* _Given passage_
# Gold Layer (Sprint 2) – Star Schema Validation (QC before BI)

## Purpose
This is a **validation-only** notebook.
It performs quality checks on Gold star schema outputs before BI consumes them.

This notebook should **NOT** perform transformations or table writes (except optional small audit tables if agreed).

## Gold Layer Guardrails (Sprint 2)

- Gold notebooks must read **promoted Silver tables only** via:
  - `silver_shortcut.sl_*`
- Gold notebooks must **NOT** read from:
  - `sl_dev_*`
- Gold notebooks must **NOT** write back to Silver.

This guardrail ensures Gold development and validation are based on
stable, promoted Silver data only, even though `sl_dev_*` tables may
still be visible via schema shortcuts during development.

## Inputs (Read-only)
Gold outputs produced by Hon Boon:
- `dim_date`
- `dim_seller`
- `fact_seller_daily_perf`

Reference baseline (Sprint 1 parity comparison):
- Sprint 1 Gold table(s) in `lh_olist_shared` (read-only)
  - e.g. `lh_olist_shared.dbo.gold_seller_daily_perf` (or equivalent)

## Validation Scope
### A) Star schema structure
- Dimensions have unique keys:
  - `dim_date` unique by `order_date`
  - `dim_seller` unique by `seller_id`

### B) Fact grain and uniqueness
- `fact_seller_daily_perf` must be unique by (`seller_id`, `order_date`)

* _Tasks for this exercise_
- 1) Extract the portion of the star schema validation notes starting at "- Gold notebooks must read" and ending at "shortcuts during development.".
- 2) Answer these from the star schema validation notes:
(a) Through which path must Gold notebooks read promoted Silver tables?
(b) What key must make `dim_seller` unique?
(c) Where do the Sprint 1 Gold reference tables live?
The listing after the star schema validation notes isn't needed.

* _Recorded information_
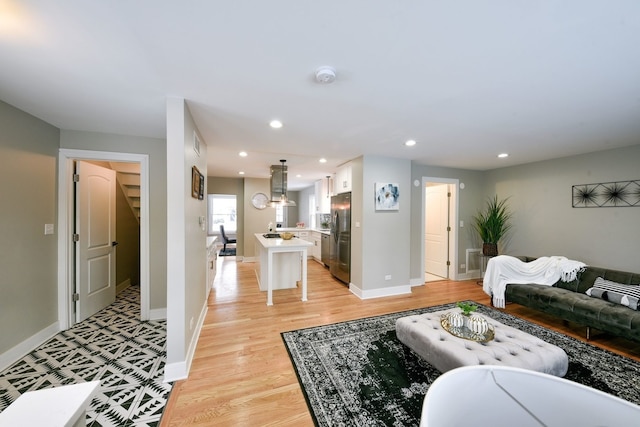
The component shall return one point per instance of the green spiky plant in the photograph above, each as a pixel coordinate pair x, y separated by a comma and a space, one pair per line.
492, 224
467, 308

* _Solutions to the problems_
- 1)
- Gold notebooks must read **promoted Silver tables only** via:
  - `silver_shortcut.sl_*`
- Gold notebooks must **NOT** read from:
  - `sl_dev_*`
- Gold notebooks must **NOT** write back to Silver.

This guardrail ensures Gold development and validation are based on
stable, promoted Silver data only, even though `sl_dev_*` tables may
still be visible via schema shortcuts during development.

- 2)
(a) `silver_shortcut.sl_*`
(b) `seller_id`
(c) `lh_olist_shared`